YOUR TASKS >>
1) In the profile of actor Patrick Wetzel, where did he get his theatrical break at age 18?
2) Pick up the profile of Patrick Wetzel after its final sentence and carry it forward.

++++ DOCUMENT EXCERPT

“If I let my environment dictate what I did for the rest of my life, I would have been a farmer!” laughs Patrick Wetzel, a native of Southern Maryland. “I grew up in farmland, working on farms, but I clearly was driven to do theater. I was drawn to it. Luckily, my mother sort of nurtured me and supported me in that venture.”
When Wetzel was 18, he got his theatrical break — at the Harlequin Dinner Theatre in Rockville, Maryland, a storied venue that shuttered in 1992.
“The actors waited tables and served cocktails before the show, and then you went and did the first act,” he recalls. “At intermission, the actors — in costume — would put on aprons and come out and serve drinks. It was my first job as an actor, so I felt like, ‘Oh gosh, I can do this and I can earn a living doing this.”
Fast forward to now. Wetzel, bright and ebullient in conversation, has carved out an impressive theatrical career. His Broadway credits include The Producers, The Drowsy Chaperone, and Spamalot. And now the 53-year-old is playing the role of Barry in the national tour of The Prom, currently at the Kennedy Center for a two-week run.

++++++++
++++ DATA LISTING

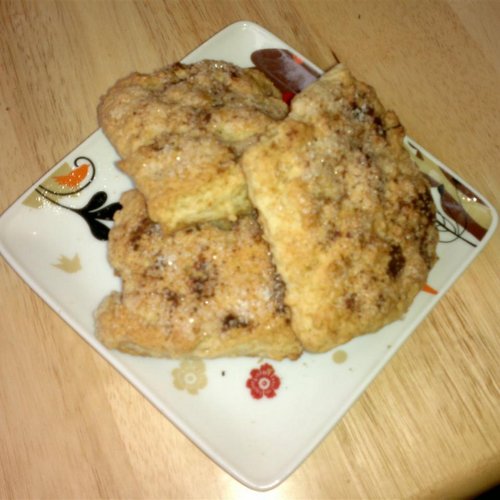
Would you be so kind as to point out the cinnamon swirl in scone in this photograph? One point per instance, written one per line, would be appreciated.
(180, 132)
(348, 216)
(205, 291)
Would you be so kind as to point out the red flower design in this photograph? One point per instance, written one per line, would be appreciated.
(263, 381)
(287, 97)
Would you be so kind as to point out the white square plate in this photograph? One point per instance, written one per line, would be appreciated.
(49, 237)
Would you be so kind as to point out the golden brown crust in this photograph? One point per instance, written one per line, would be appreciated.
(206, 291)
(180, 131)
(348, 216)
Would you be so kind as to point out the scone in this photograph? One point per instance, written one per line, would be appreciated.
(348, 216)
(180, 132)
(206, 291)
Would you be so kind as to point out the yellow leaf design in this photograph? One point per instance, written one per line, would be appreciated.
(69, 265)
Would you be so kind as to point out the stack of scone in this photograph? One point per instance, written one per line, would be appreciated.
(256, 230)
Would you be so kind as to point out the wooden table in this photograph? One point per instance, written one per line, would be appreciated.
(429, 426)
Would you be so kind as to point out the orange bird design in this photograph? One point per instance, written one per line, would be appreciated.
(74, 178)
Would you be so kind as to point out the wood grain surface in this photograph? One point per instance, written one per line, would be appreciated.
(429, 426)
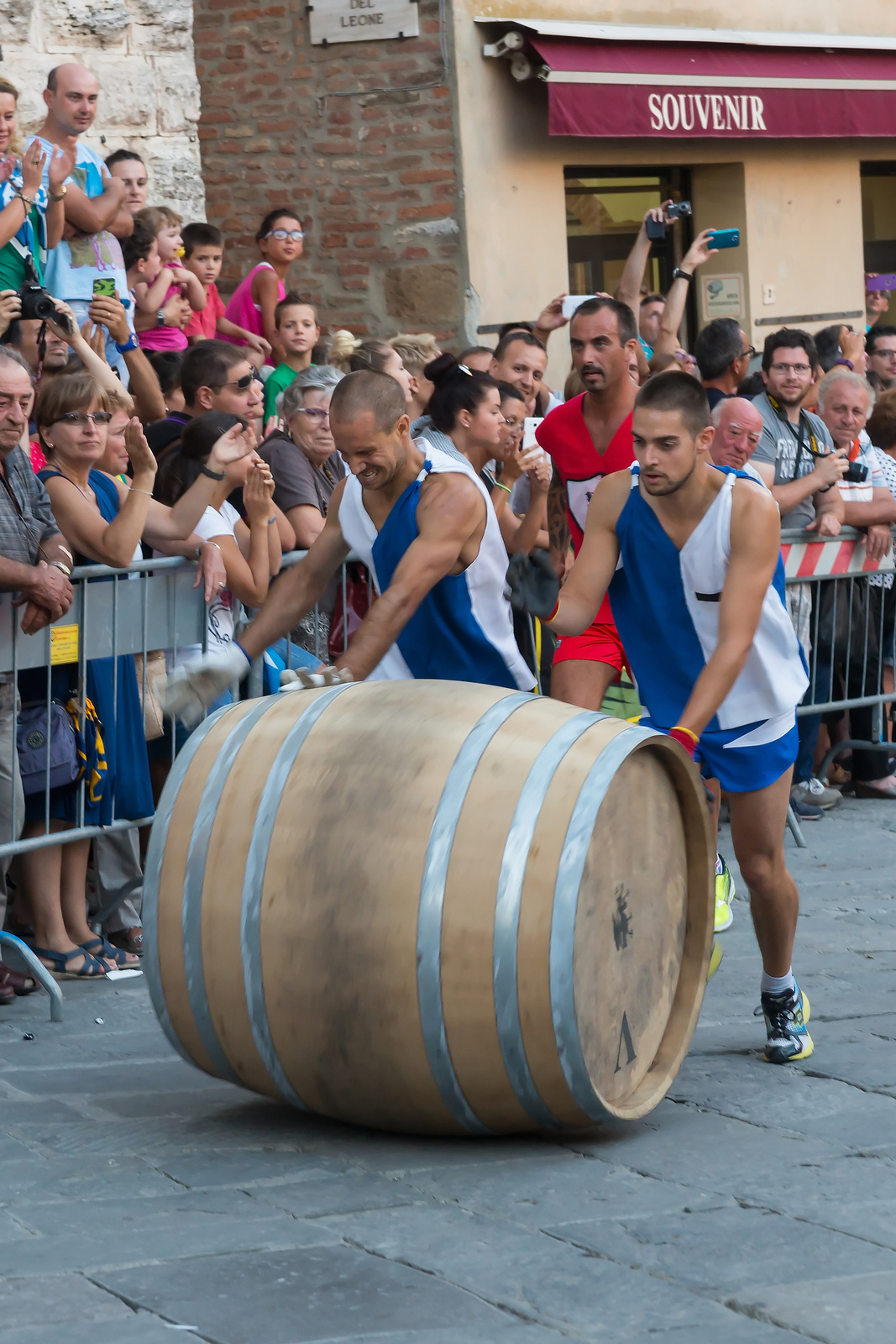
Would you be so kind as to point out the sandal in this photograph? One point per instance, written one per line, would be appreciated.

++++++++

EXERCISE ANSWERS >>
1) At the Harlequin Dinner Theatre in Rockville, Maryland.

2)
A bubbly, feel-good musical with a largely LGBTQ narrative, The Prom follows four Broadway actors as they venture into a small town to salvage their narcissistic images. Their good deed? Helping mount a fabulous inclusive prom for a lesbian student and her girlfriend. In the process, the four more or less salvage their own souls, with Barry’s journey arguably the most powerful.
“I don’t want to give too much away,” says Wetzel, “but Barry has history where he didn’t get to go to his prom. He’s trying to, in a way, right a 30-year-old wrong.”
Although touring has been a challenge in the era of COVID, Wetzel is thrilled to be back in front of an audience. “People want to see this kind of story,” he says. “They want to feel good about the state of the world and the communities that we each live in. They’re really responding and loving it and supporting the show.”
Still, COVID has created the need for a set of strict protocols for the company. “We’re tested daily,” says Wetzel. “We have very strict mask-wearing policies backstage. The minute the actors leave the stage, there’s a mask there and it goes on. We’re all being careful and not going out and doing big group activities. We’re taking precautions to keep ourselves healthy. We feel like we have an extra layer of responsibility to the show and to our jobs and our career.
“So I will say, I’m very much living like a nun. Except for the habit. I’m not wearing the habit.”